(Entries for pointing and labeling)
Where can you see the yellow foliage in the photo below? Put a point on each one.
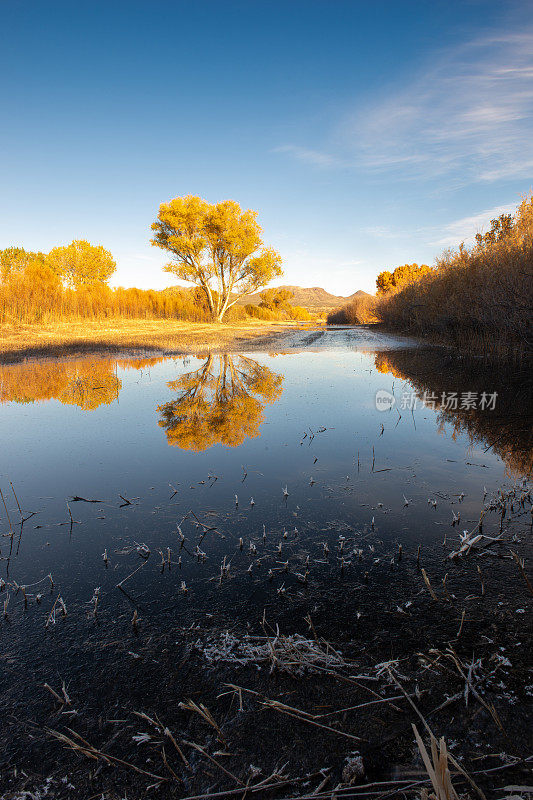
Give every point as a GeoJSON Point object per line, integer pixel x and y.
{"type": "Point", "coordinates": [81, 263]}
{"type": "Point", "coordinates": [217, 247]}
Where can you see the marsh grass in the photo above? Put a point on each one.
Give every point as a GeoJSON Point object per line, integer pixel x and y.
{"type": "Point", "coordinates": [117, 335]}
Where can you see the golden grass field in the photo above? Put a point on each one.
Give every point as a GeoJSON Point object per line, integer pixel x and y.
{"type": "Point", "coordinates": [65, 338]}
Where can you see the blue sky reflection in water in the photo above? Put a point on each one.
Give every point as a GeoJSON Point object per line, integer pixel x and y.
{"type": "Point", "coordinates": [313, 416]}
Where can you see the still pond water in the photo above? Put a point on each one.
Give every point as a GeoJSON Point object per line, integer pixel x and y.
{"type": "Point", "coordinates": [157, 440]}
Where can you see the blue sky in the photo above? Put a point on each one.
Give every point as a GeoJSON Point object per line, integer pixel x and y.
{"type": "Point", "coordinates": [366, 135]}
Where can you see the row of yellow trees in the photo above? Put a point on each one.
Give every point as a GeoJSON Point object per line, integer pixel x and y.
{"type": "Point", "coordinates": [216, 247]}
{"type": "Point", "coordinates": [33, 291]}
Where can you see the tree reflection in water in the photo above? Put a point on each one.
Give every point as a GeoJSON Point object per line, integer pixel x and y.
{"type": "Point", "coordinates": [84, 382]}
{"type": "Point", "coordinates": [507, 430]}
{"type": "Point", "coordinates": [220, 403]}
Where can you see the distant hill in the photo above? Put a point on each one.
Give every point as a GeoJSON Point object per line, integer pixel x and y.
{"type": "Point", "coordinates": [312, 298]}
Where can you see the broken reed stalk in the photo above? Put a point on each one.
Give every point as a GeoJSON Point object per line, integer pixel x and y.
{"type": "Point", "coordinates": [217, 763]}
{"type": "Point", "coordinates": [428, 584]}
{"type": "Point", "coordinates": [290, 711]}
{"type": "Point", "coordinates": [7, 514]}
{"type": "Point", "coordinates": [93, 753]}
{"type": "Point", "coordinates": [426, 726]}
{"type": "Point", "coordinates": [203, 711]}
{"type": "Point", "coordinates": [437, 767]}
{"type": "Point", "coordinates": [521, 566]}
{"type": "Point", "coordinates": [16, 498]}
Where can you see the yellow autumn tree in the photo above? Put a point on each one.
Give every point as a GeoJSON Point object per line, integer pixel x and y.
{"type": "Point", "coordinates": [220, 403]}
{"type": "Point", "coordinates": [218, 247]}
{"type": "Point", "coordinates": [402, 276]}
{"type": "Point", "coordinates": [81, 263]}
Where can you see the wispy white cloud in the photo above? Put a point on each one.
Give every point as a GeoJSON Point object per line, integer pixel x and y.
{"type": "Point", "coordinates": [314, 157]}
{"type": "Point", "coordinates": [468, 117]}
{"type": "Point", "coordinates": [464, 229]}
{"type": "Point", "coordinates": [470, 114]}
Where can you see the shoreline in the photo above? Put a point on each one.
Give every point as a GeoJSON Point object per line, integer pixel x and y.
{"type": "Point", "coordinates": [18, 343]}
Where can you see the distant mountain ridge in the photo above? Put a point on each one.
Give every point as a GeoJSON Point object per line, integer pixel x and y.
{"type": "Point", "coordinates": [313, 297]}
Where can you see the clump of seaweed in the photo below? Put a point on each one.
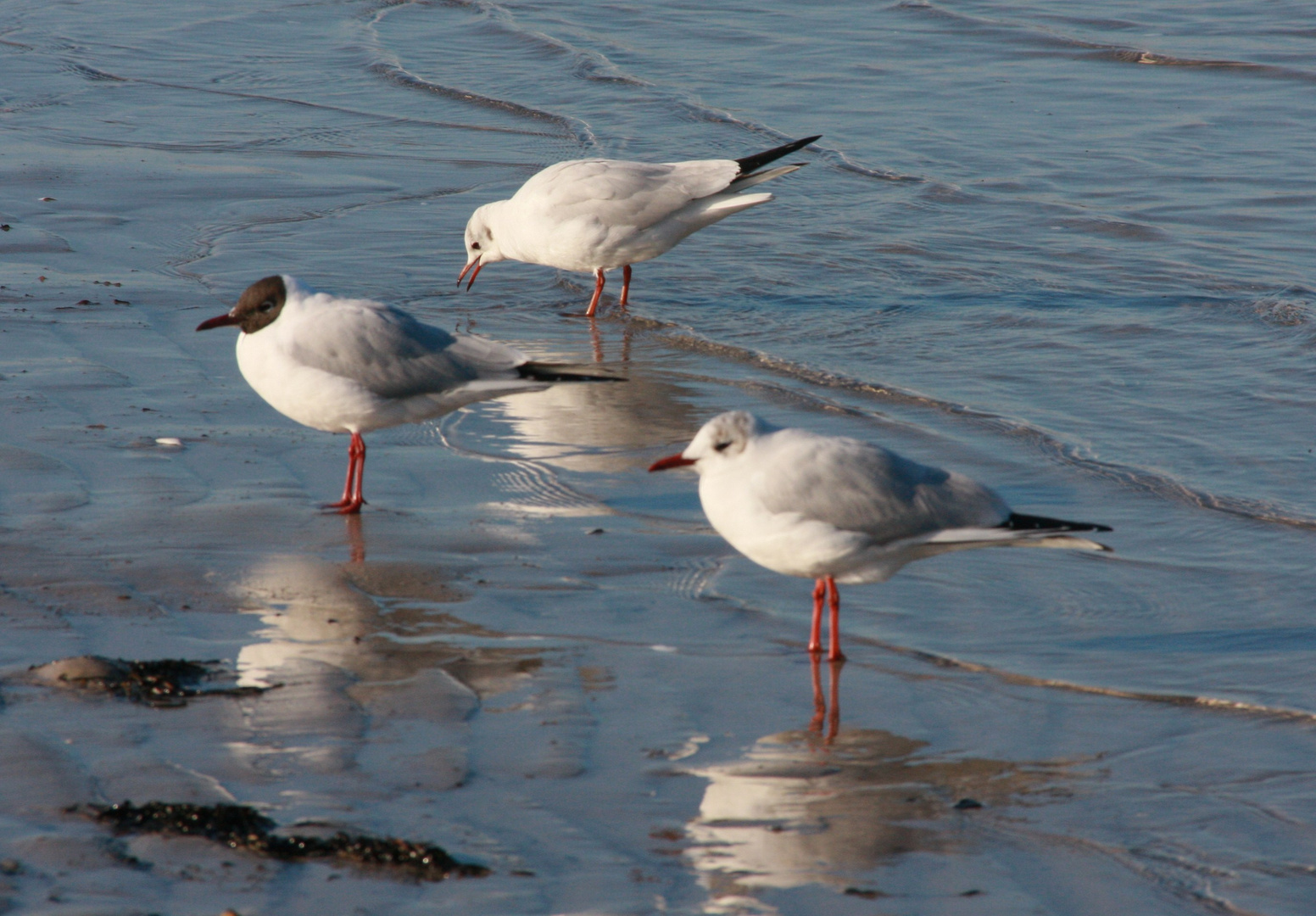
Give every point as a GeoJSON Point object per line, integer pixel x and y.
* * *
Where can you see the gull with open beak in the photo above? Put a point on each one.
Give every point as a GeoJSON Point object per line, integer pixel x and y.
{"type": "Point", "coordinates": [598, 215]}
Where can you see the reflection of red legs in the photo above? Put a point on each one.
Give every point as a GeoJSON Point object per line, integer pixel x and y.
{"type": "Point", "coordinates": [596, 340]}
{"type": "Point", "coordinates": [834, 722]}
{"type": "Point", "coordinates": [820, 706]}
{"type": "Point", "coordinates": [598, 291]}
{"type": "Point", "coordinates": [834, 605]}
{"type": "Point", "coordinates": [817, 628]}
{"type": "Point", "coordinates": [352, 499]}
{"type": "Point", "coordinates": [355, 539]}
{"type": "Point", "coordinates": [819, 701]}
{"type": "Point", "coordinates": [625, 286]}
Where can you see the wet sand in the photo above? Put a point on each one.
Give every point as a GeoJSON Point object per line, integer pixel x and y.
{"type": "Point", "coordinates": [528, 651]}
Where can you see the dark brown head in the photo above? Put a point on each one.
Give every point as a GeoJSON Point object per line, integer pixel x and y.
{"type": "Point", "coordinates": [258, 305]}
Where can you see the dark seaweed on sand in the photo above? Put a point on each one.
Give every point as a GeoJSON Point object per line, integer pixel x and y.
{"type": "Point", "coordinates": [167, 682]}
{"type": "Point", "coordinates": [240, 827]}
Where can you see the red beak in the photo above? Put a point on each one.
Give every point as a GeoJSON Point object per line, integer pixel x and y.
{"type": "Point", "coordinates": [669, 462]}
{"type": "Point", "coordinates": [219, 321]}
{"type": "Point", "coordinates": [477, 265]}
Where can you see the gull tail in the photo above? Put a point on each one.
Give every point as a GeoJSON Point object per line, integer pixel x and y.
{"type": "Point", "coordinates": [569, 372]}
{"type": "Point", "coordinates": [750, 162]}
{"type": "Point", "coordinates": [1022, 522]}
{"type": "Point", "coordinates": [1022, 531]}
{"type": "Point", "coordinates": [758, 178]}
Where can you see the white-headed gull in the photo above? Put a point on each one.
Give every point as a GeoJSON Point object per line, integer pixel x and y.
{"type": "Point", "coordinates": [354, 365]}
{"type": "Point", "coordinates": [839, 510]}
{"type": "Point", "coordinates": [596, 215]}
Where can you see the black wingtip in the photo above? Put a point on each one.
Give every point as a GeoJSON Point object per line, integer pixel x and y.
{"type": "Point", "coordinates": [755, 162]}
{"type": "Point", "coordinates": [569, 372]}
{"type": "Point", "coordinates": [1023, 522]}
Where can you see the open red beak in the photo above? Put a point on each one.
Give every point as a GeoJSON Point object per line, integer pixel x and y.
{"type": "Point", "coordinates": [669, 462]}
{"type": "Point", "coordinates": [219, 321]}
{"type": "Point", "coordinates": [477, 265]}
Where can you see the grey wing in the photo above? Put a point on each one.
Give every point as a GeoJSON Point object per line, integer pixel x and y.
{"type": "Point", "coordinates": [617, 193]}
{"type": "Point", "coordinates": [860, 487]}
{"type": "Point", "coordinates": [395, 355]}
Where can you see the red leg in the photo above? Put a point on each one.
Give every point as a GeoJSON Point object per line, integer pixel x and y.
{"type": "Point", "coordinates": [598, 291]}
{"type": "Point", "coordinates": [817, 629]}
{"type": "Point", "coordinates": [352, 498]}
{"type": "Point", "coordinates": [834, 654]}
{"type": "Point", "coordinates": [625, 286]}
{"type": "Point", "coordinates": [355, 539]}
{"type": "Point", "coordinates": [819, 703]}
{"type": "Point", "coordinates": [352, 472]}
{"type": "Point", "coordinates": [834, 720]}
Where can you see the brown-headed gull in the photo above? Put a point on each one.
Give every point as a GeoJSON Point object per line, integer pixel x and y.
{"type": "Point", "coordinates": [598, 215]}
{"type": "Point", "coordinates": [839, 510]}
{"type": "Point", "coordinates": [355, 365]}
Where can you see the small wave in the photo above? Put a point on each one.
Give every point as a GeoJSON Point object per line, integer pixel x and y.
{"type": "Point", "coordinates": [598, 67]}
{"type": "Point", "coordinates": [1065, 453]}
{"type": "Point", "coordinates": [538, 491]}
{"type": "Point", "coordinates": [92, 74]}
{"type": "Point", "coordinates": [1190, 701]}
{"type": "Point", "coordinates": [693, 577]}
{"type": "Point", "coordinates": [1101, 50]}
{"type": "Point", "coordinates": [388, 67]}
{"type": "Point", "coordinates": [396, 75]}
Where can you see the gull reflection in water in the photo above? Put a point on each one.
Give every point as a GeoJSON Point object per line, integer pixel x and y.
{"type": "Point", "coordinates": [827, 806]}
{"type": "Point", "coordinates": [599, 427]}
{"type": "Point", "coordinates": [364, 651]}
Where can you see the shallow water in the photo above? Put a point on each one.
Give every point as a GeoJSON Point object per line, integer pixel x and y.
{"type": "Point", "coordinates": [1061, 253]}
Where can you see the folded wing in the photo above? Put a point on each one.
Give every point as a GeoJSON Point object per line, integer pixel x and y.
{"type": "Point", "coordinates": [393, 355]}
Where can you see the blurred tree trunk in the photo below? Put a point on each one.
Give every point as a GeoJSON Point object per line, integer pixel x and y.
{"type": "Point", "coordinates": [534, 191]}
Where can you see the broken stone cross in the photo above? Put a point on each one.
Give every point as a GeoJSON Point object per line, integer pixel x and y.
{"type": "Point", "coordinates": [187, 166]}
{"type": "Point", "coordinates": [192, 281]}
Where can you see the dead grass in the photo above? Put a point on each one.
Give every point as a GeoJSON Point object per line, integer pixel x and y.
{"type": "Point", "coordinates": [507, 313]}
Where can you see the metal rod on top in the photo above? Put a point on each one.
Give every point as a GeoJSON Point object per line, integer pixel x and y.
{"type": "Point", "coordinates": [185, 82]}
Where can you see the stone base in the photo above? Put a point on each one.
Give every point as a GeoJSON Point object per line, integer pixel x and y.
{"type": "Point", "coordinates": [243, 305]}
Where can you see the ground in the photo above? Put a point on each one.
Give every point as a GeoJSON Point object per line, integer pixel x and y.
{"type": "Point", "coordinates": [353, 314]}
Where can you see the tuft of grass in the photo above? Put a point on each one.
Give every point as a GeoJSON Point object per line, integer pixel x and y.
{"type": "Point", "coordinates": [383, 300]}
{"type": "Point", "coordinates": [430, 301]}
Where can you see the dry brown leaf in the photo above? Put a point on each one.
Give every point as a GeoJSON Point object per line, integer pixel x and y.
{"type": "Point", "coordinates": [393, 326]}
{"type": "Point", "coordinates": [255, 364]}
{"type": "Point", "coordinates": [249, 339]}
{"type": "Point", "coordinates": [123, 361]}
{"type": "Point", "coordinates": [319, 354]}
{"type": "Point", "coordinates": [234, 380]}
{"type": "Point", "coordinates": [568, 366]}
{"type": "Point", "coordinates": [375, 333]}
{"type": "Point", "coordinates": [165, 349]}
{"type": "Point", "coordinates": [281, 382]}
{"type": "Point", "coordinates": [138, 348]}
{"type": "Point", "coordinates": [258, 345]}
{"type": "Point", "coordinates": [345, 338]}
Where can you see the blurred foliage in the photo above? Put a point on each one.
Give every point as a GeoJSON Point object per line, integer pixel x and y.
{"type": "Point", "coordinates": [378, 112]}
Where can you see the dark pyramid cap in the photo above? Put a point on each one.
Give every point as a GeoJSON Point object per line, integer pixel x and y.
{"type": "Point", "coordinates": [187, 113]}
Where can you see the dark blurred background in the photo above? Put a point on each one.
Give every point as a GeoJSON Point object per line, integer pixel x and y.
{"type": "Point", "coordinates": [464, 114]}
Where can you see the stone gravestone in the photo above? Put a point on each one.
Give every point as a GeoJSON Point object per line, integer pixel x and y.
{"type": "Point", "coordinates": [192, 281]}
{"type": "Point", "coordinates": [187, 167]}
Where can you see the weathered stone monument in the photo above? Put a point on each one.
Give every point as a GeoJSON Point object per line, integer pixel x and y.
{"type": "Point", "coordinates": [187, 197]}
...
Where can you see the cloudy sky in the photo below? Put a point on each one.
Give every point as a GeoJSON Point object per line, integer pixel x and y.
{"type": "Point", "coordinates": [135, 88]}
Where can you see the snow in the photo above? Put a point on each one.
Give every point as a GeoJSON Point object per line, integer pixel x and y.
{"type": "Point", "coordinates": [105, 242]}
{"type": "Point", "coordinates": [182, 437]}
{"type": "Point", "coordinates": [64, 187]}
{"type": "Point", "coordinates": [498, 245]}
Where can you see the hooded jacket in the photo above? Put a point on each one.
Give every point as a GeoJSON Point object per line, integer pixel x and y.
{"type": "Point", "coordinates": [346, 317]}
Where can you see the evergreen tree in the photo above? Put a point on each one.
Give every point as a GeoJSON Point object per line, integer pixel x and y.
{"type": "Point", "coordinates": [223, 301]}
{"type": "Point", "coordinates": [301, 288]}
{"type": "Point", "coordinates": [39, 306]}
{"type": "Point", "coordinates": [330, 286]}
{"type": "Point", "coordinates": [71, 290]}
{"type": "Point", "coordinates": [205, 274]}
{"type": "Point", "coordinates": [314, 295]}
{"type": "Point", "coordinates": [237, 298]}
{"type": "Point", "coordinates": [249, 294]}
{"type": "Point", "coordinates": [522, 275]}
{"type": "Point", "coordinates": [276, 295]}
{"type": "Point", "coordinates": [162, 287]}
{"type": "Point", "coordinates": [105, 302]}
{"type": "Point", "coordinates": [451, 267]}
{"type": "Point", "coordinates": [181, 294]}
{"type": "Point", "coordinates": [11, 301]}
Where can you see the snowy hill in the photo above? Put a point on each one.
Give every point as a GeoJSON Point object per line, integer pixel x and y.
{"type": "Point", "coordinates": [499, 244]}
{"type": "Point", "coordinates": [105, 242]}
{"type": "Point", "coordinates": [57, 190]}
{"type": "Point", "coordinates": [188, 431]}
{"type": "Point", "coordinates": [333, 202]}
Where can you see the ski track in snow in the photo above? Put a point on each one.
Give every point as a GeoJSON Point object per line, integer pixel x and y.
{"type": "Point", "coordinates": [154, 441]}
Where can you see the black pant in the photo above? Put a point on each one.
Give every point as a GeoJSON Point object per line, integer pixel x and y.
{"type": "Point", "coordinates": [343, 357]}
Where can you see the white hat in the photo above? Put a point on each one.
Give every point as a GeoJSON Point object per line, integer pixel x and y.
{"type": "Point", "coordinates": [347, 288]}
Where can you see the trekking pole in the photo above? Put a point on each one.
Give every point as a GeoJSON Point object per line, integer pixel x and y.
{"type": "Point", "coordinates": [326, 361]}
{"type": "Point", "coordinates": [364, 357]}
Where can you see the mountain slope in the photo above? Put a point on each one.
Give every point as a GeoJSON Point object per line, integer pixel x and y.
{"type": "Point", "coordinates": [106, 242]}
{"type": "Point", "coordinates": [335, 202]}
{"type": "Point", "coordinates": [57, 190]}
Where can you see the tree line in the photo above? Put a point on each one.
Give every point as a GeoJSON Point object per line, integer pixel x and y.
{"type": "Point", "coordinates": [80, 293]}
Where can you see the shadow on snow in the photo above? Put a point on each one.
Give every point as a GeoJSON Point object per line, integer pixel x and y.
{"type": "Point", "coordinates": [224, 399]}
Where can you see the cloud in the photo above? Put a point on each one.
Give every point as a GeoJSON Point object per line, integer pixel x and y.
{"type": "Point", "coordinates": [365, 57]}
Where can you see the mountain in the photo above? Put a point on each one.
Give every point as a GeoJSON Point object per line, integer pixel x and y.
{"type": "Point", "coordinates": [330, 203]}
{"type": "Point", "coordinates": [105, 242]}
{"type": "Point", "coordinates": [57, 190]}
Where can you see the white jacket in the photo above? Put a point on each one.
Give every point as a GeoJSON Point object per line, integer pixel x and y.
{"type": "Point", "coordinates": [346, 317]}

**WORK TO DO**
Please return each line of the material above that contains the word "beak". Case matters.

**ANSWER TO THE TASK**
Where can you see the gull with open beak in the photo above? Put a point on each one.
Where can you see the red beak in the photo above? Put a point on each one.
Where can you see the open red beak in the photo above? Put a point on each one.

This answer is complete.